» EXERCISE MATERIALS
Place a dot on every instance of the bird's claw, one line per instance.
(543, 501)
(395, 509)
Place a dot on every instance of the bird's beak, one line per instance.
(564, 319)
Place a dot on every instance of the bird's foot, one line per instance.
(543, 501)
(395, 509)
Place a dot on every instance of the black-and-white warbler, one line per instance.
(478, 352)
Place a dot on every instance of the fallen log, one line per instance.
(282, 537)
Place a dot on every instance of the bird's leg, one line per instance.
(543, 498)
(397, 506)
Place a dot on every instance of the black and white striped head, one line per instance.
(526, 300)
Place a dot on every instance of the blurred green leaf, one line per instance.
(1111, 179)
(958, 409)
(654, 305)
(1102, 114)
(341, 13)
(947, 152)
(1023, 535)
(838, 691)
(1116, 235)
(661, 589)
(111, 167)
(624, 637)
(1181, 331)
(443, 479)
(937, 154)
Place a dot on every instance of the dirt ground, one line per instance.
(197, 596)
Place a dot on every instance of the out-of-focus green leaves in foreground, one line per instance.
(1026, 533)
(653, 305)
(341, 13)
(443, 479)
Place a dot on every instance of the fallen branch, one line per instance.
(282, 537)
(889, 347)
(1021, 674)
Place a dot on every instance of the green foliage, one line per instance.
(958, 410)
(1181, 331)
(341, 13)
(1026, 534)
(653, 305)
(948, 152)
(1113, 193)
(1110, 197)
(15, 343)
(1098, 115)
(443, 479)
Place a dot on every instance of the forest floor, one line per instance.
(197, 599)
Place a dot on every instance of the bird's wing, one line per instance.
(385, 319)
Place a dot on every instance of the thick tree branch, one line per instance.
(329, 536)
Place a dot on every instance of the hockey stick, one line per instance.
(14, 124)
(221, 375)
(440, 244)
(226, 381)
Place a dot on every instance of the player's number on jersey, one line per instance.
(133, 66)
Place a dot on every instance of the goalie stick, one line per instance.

» AIM OF THE TASK
Write the listing out again, exactly as it reads.

» EXPECTED OUTPUT
Place a dot on every instance of the bird's claw, one line per instance.
(543, 501)
(395, 509)
Place a dot on every instance of the bird's beak, one line per instance.
(564, 319)
Place a dot on every instance of the bird's foot, one line per instance.
(543, 501)
(395, 509)
Place a dot on every instance of the black-and-white warbler, one line per instance.
(478, 352)
Place a dot on every instance of the fallen log, one line per instance.
(282, 537)
Place a dot on every instance of the bird's leg, one line per instance.
(543, 498)
(397, 506)
Place a dot on every instance of the black and white striped head, one line per instance.
(526, 300)
Place a dot on every instance of the blurred green leaf, one line per instance.
(1111, 179)
(958, 409)
(654, 305)
(1102, 114)
(341, 13)
(947, 152)
(1023, 535)
(838, 691)
(1116, 235)
(661, 589)
(111, 167)
(624, 637)
(1181, 331)
(443, 479)
(937, 154)
Place a dot on every instance of the dirt ground, one line per instance.
(197, 596)
Place a dot on every instance of the out-of-focus green leaves in foreground, one line per instance.
(1026, 533)
(653, 305)
(341, 13)
(443, 479)
Place a dot on every instance of the fallen branch, one line per instance.
(282, 537)
(889, 347)
(1021, 674)
Place a dot on every instance of the green foliage, one line per instance.
(958, 410)
(1181, 331)
(341, 13)
(1026, 534)
(653, 305)
(948, 152)
(1113, 193)
(1110, 197)
(15, 343)
(1098, 115)
(443, 479)
Place a dot on every instance of the forest floor, one line per instance.
(197, 599)
Place a dot on every instance of the bird's wing, one line per instance.
(385, 319)
Place a dot on every instance of the thick tree branch, one line per instance.
(329, 536)
Place a dot on every instance of the hockey stick, one line per instance.
(14, 124)
(221, 375)
(440, 244)
(226, 381)
Place a dot on every instance of the player's number on jersey, one line per instance.
(133, 66)
Place a dot on every instance of the goalie stick, one line per instance.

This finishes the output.